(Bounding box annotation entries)

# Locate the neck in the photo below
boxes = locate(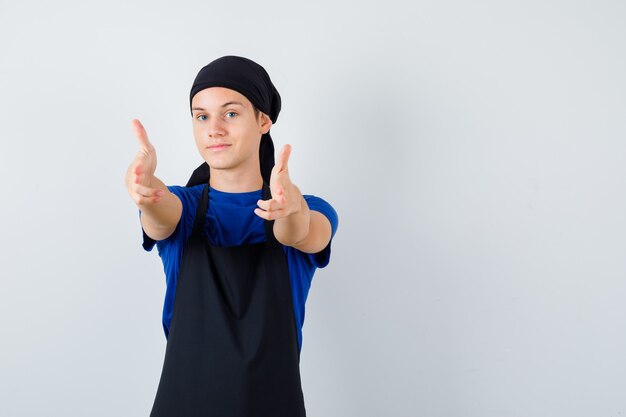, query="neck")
[209,168,263,193]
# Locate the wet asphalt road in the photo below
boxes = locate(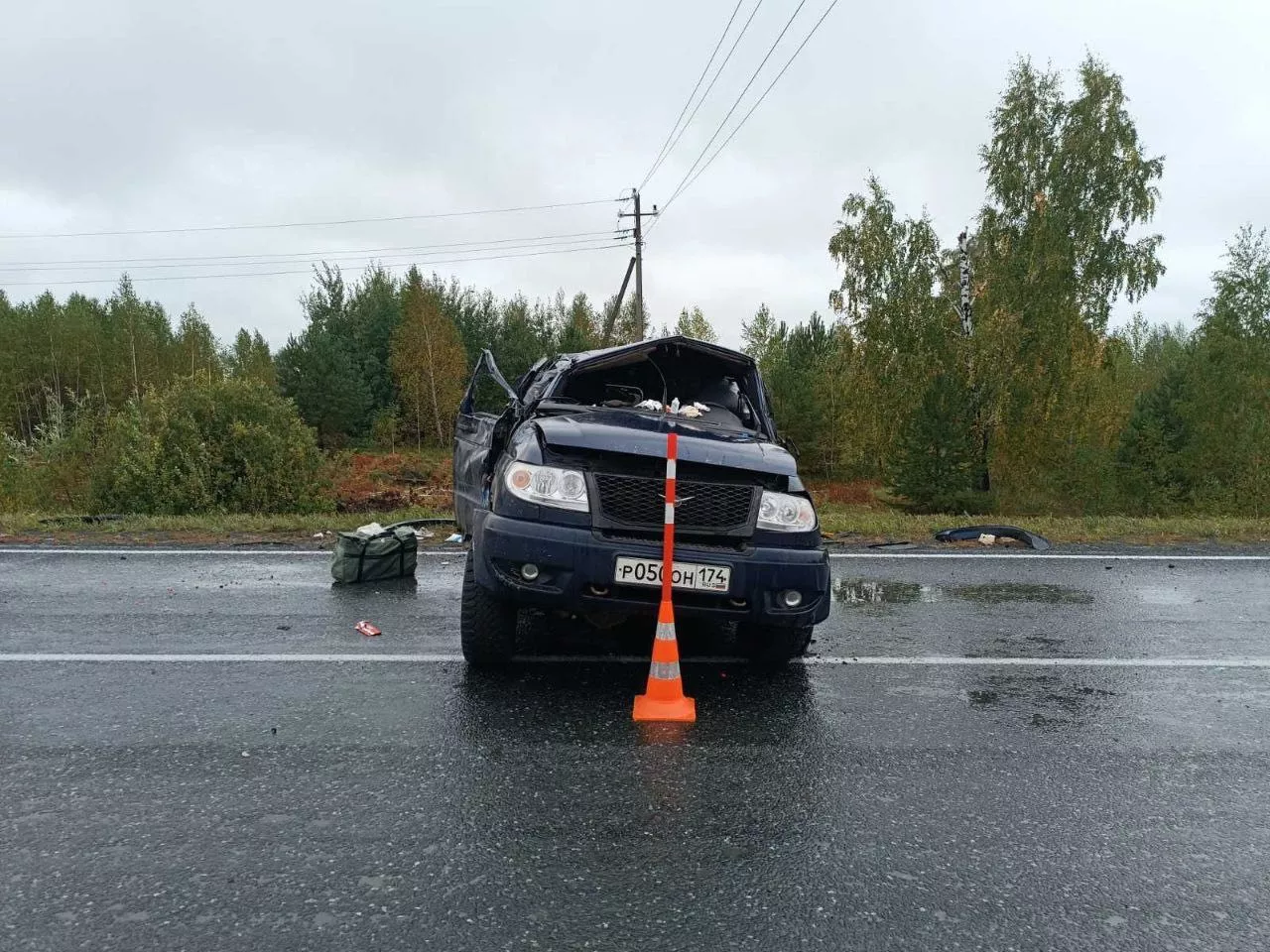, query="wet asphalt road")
[0,549,1270,952]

## REQUIREMENTS
From the items above, copy each line that contains the string "below", treating uppercase and lowercase letters as distinct.

## RESULT OF THIS TASK
# Locate the neck in the photo below
# Locate the wet asphalt road in the photo below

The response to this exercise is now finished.